◆ **Prompt 1**:
Tally the lines in the rows below that contain the string "path", and give only that number.

While there are many resources helping students gain skills in analysing written articles, few are specifically focused on cartoons. Below are 10 things you should look for in cartoons. These are common techniques used by illustrators and are a fantastic starting point in cartoon analysis.

In coloured cartoons, there are myriad of things you can look for. Ask yourself these questions:

  • What colours did the illustrator use?
  • What colours are used most? Least?
  • Is there a repetition of colours?
  • Is there only one colour?

Colours can be separated into two groups – warm colours and cool colours. Warm colours including red, orange and yellow may be used to evoke feelings of comfort and warmth. It can also be used to express anger and embarrassment. Meanwhile, cool colours including blue, green and purple may represent calm and tranquility. Otherwise it can mean sadness and misery.

Remember that a group of colours can represent an overall meaning:

  • Red, blue and white – can represent Australian flag and symbolises patriotism.
  • Red, orange, and dark brown – can represent earth and nature.

While analysing colourful cartoons, also consider that many cartoons are black and white. Although these cartoons lack colour, illustrators use other methods to create meaning.

  • What shading is used? – heavy shading can mean power and solidity; light shading can indicate frailty and insignificance.
  • What textures/patterns are used? – smooth or rough.
  • What shapes are there?

Remember that no cartoons are simply just ‘black and white.’

For example:

‍Cartoon by Nicholson from “The Australian” newspaper

Analysis: The monochromatic national broadband laid across mountains and kilometers just to serve one shack may represent a sombre plan that is pointless for Australian citizens.

◆ **Given information**:
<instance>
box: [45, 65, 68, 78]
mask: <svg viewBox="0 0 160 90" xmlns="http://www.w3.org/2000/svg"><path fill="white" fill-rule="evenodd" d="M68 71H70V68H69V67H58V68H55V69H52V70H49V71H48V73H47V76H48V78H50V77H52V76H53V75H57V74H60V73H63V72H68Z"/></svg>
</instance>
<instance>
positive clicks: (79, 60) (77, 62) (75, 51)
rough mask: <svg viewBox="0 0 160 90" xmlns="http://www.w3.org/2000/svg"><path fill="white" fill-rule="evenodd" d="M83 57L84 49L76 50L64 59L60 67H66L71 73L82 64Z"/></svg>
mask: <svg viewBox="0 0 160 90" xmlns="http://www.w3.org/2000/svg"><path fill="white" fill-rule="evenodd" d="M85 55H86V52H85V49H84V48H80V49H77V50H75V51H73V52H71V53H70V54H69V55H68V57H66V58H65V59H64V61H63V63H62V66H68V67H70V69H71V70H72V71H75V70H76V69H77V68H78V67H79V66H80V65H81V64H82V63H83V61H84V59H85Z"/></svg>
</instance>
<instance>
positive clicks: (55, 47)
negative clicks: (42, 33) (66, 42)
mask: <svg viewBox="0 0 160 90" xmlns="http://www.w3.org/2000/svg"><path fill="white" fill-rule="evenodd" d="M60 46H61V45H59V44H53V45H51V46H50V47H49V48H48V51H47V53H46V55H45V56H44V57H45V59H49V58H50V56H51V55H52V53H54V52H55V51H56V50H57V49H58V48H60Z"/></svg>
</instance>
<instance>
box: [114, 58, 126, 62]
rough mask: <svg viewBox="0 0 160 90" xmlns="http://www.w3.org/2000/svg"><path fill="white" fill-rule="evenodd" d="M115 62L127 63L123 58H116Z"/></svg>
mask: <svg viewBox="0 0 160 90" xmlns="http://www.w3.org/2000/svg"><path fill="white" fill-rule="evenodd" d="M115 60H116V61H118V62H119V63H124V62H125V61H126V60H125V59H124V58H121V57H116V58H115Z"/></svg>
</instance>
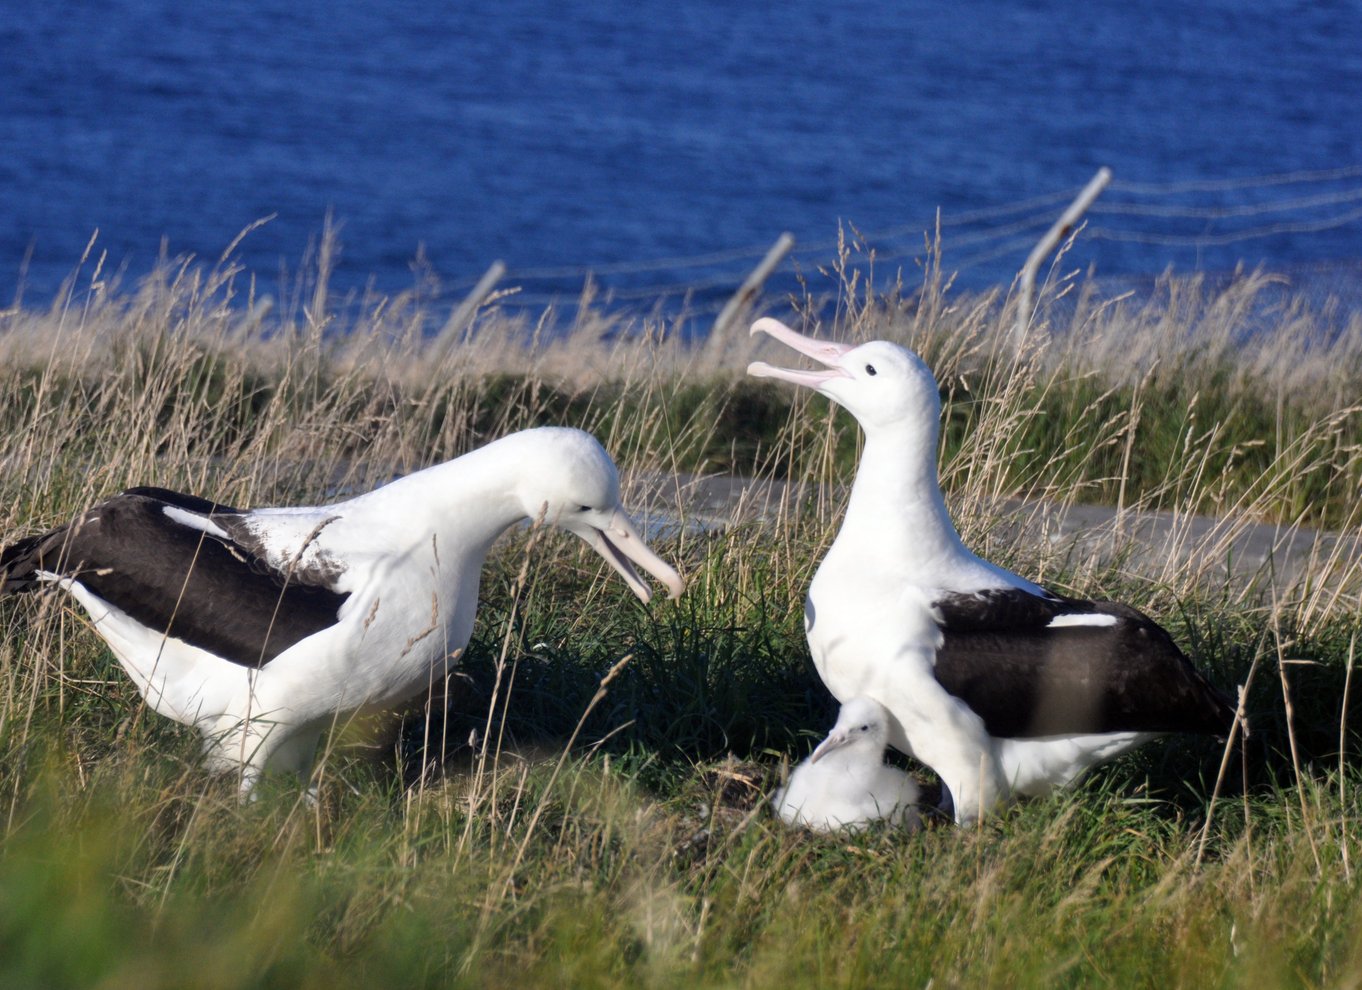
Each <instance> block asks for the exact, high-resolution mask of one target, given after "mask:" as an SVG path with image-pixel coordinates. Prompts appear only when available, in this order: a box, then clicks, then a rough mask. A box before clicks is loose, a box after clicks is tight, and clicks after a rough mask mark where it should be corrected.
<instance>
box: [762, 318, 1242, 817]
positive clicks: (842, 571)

◆ **Prompt 2**:
Answer these questions from the text on cartoon analysis above.
(a) Which colors does the text list as warm colors?
(b) According to the text, what can heavy shading mean?
(c) Which newspaper is named as the source of the example cartoon by Nicholson?

◆ **Response 1**:
7

◆ **Response 2**:
(a) Red, orange and yellow.
(b) Power and solidity.
(c) "The Australian."